_Excerpt to read_.

The purpose of the current study was to investigate the role of a combined dMCL and psMCL injury on knee joint laxity. The main hypothesis was that dMCL injury would cause an increase in AMRI without causing an increase in valgus rotation (VR) but additional psMCL injury would cause an increase in both AMRI and VR.

Methods

Sixteen fresh-frozen human cadaveric knee specimens without history of injury, surgery, osteoarthritis, or meniscal pathology were used for this study. This study was approved by the institutional research ethics board.

Apparatus and Specimen Preparation

Biomechanical testing was performed with a 6 degrees of freedom joint motion simulator (VIVO; Advanced Mechanical Technologies). Each specimen was thawed at room temperature over a 24-hour period before testing. Soft tissues were denuded from the proximal femur and distal tibia or fibula, leaving intact all tissues within 150 mm of the transepicondylar axis. Our techniques for potting and mounting tissues onto the VIVO have been described previously.^18,24 Two optical motion trackers (Optotrak; Northern Digital) were fixed to the femur and tibia. Three-dimensional surface models of each specimen’s femur and its tibia or fibula, previously segmented and reconstructed from computed tomography images (3-Dimensional Slicer; http://www.slicer.org/), were coregistered to the specimens. A model-guided, motion capture–aided alignment technique was used to position the femur onto the joint motion simulator, such that the knee flexion axis was concentric with the mechanical flexion axis of the machine and centered mediolaterally, which minimizes unwanted secondary motions,¹⁸ and the tibial shaft was vertically oriented in the frontal and sagittal planes. With the specimen in full extension, a compressive load (100 N) was applied across the joint parallel to the long axis of the tibia while all other degrees of freedom were unconstrained. The resulting position was defined as the reference position; all joint kinematics were measured relative to this pose by the joint motion simulator using coordinate conventions from Grood et al.⁵

Biomechanical Testing

Before data collection, we preconditioned each specimen to reduce tissue hysteresis by performing the entire loading sequence for 5 test cycles. Tibiofemoral kinematics were measured with the joint flexion angle fixed at 0°, 30°, 60°, and 90° under a compression load of 10 N. Valgus laxity was measured in response to an 8-N·m VR torque. External rotation (ER) and internal rotation laxity were measured using a 4-N·m rotation torque. AMRI was evaluated based on the maximum anterior translation (anteromedial translation; AMT) referencing the center of the joint and the maximum tibial ER (anteromedial rotation; AMR) measured after first applying an anteriorly directed force (89 N) and then adding an ER torque (4 N·m) to the tibia. The forces used were in line with those used in previous studies investigating medial knee biomechanics.^2,4,20,25 Each load was applied and removed over a 30-second period, and kinematic parameters were measured using sensors embedded in the actuators of the joint motion simulator (accurate to 0.1 mm and 0.1°) and recorded at 500 samples per second. The resulting maximum achievable rotations or displacements were measured relative to their corresponding neutral positions. Each test was repeated 5 times. The mean of the second, third, and fourth tests was used as the final laxity output. Data from the first and fifth cycles were discarded to limit possible beginning- and end-of-test effects.

_Dataset extract_.
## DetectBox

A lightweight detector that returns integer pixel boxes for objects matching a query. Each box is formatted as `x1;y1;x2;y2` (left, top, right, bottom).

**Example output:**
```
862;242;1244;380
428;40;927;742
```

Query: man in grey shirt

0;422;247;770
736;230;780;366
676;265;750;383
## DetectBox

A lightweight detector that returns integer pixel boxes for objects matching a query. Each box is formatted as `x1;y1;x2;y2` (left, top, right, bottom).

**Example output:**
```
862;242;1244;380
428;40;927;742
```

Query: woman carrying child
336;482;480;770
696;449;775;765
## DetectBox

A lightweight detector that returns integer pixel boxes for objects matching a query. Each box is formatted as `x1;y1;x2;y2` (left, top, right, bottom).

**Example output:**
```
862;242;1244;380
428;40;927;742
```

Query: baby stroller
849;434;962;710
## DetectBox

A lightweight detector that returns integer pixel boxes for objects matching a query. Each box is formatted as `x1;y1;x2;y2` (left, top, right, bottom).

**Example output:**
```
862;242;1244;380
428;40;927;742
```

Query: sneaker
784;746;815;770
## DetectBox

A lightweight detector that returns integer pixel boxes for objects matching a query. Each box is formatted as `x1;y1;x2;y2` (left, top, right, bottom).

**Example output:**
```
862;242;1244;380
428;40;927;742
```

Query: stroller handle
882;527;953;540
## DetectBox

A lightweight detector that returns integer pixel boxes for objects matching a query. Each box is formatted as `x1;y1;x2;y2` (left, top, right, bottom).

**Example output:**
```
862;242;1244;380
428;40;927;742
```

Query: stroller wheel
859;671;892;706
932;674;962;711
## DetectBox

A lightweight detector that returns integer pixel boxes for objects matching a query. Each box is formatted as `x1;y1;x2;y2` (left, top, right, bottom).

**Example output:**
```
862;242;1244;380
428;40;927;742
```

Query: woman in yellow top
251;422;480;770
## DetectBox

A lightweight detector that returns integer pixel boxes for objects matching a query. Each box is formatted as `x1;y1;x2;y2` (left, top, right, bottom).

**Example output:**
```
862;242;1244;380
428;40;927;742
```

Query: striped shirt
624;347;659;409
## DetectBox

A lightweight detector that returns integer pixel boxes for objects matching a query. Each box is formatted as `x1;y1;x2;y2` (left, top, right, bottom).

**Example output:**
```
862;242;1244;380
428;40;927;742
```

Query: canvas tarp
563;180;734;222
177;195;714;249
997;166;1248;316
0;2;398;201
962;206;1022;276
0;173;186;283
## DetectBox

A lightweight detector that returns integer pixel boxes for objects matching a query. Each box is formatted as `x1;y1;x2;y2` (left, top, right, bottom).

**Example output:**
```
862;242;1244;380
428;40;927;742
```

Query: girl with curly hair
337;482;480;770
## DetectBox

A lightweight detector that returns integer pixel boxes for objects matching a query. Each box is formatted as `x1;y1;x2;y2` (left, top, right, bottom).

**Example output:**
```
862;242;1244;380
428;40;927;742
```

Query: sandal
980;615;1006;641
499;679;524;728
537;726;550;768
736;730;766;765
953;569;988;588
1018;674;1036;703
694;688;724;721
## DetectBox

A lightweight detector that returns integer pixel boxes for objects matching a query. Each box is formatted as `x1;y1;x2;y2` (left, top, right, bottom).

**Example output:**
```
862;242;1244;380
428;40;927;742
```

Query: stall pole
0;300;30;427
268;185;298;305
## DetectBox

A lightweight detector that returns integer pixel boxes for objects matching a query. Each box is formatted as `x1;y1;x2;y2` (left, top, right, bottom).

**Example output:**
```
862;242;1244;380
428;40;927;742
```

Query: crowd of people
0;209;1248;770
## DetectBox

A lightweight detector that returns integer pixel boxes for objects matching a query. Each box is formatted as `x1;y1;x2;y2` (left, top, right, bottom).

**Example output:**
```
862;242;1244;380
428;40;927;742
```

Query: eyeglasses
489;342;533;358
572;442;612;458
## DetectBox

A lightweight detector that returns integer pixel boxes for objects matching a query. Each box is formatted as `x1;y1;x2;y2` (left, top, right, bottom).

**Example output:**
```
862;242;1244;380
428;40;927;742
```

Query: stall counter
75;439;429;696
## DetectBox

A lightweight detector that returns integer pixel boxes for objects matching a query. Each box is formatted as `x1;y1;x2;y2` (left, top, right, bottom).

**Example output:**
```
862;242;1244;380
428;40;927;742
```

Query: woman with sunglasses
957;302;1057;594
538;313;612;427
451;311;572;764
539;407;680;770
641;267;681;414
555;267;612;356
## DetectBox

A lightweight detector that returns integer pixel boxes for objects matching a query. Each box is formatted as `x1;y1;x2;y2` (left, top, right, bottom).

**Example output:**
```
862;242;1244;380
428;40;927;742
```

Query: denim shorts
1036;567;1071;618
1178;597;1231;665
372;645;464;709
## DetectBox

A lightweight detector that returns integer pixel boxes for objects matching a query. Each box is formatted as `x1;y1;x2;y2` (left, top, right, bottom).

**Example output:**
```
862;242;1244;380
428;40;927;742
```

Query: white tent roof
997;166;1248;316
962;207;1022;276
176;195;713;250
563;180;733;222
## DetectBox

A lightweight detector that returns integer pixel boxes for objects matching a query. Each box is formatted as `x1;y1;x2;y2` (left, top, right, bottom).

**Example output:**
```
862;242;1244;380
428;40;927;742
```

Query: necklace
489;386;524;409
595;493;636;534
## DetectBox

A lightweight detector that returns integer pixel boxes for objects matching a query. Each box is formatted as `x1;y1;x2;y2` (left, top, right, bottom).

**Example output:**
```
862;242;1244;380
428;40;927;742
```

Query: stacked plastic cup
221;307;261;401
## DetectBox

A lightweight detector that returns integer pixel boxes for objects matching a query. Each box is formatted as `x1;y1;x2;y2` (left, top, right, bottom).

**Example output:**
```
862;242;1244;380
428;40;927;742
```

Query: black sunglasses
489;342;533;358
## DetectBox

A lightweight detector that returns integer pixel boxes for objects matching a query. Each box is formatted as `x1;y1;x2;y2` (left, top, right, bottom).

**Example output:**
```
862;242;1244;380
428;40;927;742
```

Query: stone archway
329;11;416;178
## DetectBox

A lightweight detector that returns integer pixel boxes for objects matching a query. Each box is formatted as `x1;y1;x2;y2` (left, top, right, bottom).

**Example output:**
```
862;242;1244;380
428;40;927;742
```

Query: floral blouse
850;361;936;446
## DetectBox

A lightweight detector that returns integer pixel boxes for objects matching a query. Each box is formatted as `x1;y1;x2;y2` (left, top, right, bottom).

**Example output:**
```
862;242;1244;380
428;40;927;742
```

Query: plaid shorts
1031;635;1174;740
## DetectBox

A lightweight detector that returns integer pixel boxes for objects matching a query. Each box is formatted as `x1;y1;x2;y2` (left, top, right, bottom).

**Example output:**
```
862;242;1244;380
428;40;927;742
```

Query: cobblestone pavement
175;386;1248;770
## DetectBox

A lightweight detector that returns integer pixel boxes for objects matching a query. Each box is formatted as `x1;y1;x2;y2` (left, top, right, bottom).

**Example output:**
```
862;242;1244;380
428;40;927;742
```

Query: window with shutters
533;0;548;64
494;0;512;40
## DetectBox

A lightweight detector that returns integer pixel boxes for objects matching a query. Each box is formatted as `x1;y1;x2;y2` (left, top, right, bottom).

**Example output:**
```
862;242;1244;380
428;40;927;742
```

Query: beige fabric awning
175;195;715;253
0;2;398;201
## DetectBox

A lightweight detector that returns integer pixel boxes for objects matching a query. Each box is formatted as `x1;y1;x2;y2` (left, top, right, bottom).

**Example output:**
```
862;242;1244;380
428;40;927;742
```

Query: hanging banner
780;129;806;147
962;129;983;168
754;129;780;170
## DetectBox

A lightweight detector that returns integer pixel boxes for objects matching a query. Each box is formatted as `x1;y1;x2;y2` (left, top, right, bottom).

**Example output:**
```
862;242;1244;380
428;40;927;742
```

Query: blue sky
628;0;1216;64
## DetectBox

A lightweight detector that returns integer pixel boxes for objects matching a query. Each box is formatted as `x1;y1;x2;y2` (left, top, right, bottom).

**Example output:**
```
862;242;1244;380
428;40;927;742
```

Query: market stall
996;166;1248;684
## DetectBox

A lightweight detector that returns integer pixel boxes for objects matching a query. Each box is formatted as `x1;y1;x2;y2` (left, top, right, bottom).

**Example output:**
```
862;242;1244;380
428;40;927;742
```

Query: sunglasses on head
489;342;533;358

_Questions on the material_.
**a.** Answer these from the excerpt on knee ligament testing, one answer per line:
(i) How many cadaveric knee specimens were used?
(ii) What torque was applied to measure valgus laxity?
(iii) At what rate were the kinematic data recorded?
**b.** Using the excerpt on knee ligament testing, explain why only some of the five repeated tests went into the final laxity output.

_Answer list_.
**a.**
(i) Sixteen.
(ii) An 8-N·m torque.
(iii) 500 samples per second.

**b.** The final laxity output was the mean of the second, third, and fourth tests. Data from the first and fifth cycles were discarded to limit possible beginning- and end-of-test effects.